### About this exercise
Pull each line containing "hair" out of the data and copy it.

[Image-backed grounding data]
● ● ● ●

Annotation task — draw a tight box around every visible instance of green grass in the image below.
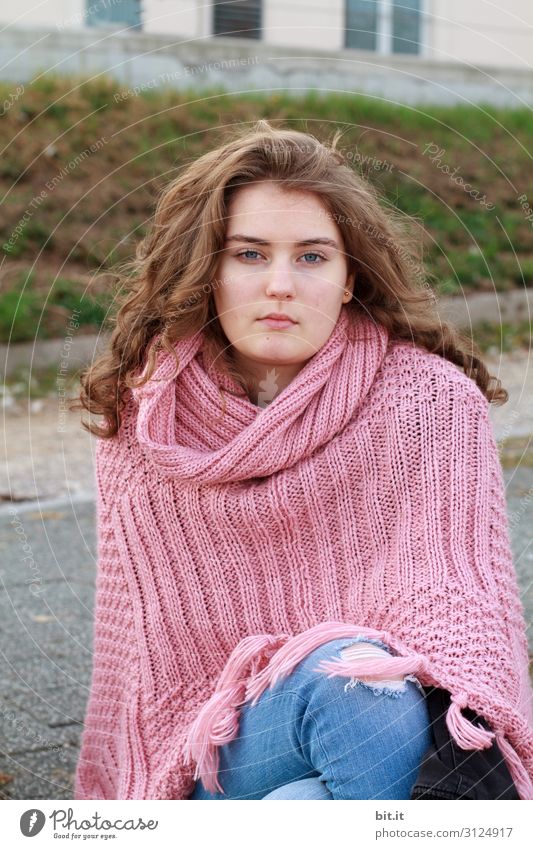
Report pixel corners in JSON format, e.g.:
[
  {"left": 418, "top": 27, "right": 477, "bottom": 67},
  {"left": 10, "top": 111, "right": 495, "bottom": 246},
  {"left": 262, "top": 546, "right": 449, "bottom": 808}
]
[
  {"left": 0, "top": 75, "right": 532, "bottom": 342},
  {"left": 0, "top": 272, "right": 113, "bottom": 343}
]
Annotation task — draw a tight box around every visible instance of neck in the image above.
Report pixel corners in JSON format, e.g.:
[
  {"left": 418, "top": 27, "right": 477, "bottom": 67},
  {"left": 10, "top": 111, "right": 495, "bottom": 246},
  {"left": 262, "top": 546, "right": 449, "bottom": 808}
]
[{"left": 232, "top": 356, "right": 304, "bottom": 406}]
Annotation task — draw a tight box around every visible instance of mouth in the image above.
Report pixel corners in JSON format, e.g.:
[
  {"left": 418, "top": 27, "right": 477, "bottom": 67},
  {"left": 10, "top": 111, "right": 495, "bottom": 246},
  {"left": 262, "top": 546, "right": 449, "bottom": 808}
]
[{"left": 257, "top": 315, "right": 298, "bottom": 329}]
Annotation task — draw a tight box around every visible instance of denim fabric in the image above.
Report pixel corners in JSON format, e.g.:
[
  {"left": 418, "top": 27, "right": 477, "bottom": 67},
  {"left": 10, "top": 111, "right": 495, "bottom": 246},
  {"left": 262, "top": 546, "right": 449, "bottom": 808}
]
[
  {"left": 262, "top": 777, "right": 333, "bottom": 799},
  {"left": 189, "top": 636, "right": 433, "bottom": 800}
]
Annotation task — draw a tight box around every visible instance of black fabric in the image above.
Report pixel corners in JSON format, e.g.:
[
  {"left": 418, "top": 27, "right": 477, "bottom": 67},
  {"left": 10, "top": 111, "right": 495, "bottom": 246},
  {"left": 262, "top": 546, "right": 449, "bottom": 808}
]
[{"left": 410, "top": 686, "right": 520, "bottom": 800}]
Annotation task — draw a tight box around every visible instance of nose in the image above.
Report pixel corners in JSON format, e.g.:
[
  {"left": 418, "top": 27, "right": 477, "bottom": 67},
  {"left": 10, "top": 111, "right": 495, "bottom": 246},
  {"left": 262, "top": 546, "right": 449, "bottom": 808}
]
[{"left": 264, "top": 260, "right": 297, "bottom": 300}]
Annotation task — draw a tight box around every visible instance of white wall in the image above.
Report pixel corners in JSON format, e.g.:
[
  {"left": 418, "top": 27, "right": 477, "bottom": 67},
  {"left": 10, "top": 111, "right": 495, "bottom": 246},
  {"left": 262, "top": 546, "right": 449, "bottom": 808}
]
[
  {"left": 142, "top": 0, "right": 201, "bottom": 37},
  {"left": 430, "top": 0, "right": 533, "bottom": 68},
  {"left": 264, "top": 0, "right": 344, "bottom": 51},
  {"left": 0, "top": 0, "right": 84, "bottom": 30}
]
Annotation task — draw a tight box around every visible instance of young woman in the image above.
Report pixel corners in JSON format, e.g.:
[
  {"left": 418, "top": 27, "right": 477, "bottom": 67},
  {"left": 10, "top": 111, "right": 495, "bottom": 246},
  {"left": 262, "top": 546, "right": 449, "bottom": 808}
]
[{"left": 72, "top": 120, "right": 533, "bottom": 800}]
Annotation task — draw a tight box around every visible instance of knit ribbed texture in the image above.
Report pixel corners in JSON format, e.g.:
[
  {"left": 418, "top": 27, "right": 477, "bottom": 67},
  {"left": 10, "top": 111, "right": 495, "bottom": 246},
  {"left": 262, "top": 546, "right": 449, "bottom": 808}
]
[{"left": 74, "top": 308, "right": 533, "bottom": 800}]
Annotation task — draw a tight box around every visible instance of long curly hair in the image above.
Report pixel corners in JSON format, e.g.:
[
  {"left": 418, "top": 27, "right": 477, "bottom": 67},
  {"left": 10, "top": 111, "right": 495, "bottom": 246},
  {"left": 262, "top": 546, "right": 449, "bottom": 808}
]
[{"left": 70, "top": 119, "right": 507, "bottom": 438}]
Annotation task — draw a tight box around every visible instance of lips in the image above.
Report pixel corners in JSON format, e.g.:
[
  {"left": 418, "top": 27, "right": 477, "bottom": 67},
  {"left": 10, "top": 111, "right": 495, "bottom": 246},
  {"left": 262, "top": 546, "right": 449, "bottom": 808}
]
[
  {"left": 258, "top": 316, "right": 298, "bottom": 329},
  {"left": 259, "top": 314, "right": 297, "bottom": 323}
]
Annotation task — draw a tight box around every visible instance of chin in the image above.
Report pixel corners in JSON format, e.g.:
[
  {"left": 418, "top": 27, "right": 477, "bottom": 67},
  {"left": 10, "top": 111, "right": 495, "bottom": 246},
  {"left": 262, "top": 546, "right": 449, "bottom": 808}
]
[{"left": 253, "top": 336, "right": 303, "bottom": 357}]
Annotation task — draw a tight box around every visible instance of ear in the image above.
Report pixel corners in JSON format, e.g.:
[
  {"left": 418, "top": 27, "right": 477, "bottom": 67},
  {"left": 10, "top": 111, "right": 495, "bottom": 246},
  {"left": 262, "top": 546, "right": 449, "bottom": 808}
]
[{"left": 345, "top": 269, "right": 355, "bottom": 296}]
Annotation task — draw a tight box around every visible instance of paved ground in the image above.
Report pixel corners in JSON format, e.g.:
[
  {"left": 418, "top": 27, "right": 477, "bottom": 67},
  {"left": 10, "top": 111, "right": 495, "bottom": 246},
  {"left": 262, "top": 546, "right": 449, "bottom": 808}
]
[
  {"left": 0, "top": 499, "right": 95, "bottom": 800},
  {"left": 0, "top": 349, "right": 531, "bottom": 799}
]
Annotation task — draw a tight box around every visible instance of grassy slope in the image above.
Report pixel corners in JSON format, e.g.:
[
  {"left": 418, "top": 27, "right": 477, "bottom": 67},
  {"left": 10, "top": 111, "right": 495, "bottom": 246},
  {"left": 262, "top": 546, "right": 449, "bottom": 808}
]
[{"left": 0, "top": 75, "right": 532, "bottom": 343}]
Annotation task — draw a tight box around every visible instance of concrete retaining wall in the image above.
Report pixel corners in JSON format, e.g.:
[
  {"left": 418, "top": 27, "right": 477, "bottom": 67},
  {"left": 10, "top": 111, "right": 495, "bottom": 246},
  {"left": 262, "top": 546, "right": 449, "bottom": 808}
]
[{"left": 1, "top": 27, "right": 533, "bottom": 106}]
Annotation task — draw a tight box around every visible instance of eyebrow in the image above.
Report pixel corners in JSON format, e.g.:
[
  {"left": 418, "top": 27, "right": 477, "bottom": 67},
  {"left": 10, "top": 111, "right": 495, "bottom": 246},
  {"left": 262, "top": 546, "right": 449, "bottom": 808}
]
[{"left": 225, "top": 234, "right": 340, "bottom": 249}]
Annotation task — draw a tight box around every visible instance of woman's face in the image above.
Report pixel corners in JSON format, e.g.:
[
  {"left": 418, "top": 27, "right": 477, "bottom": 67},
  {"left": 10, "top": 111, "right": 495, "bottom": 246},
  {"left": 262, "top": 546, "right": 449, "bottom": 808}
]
[{"left": 212, "top": 181, "right": 355, "bottom": 401}]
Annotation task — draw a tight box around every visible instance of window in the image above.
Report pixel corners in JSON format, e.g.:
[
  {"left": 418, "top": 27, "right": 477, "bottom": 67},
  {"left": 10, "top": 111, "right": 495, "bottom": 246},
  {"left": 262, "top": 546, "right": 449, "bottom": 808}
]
[
  {"left": 85, "top": 0, "right": 141, "bottom": 29},
  {"left": 345, "top": 0, "right": 422, "bottom": 55},
  {"left": 345, "top": 0, "right": 378, "bottom": 51},
  {"left": 392, "top": 0, "right": 421, "bottom": 54},
  {"left": 213, "top": 0, "right": 262, "bottom": 39}
]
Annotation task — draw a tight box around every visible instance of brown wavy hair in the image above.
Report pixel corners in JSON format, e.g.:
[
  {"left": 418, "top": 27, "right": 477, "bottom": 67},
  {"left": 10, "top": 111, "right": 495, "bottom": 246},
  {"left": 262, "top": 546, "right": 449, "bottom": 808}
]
[{"left": 70, "top": 119, "right": 507, "bottom": 438}]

● ● ● ●

### Written response
Annotation task — draw a tight box around every visible instance of long curly hair in the image above.
Annotation task — draw a tight box around every visible instance of brown wavy hair in the image above.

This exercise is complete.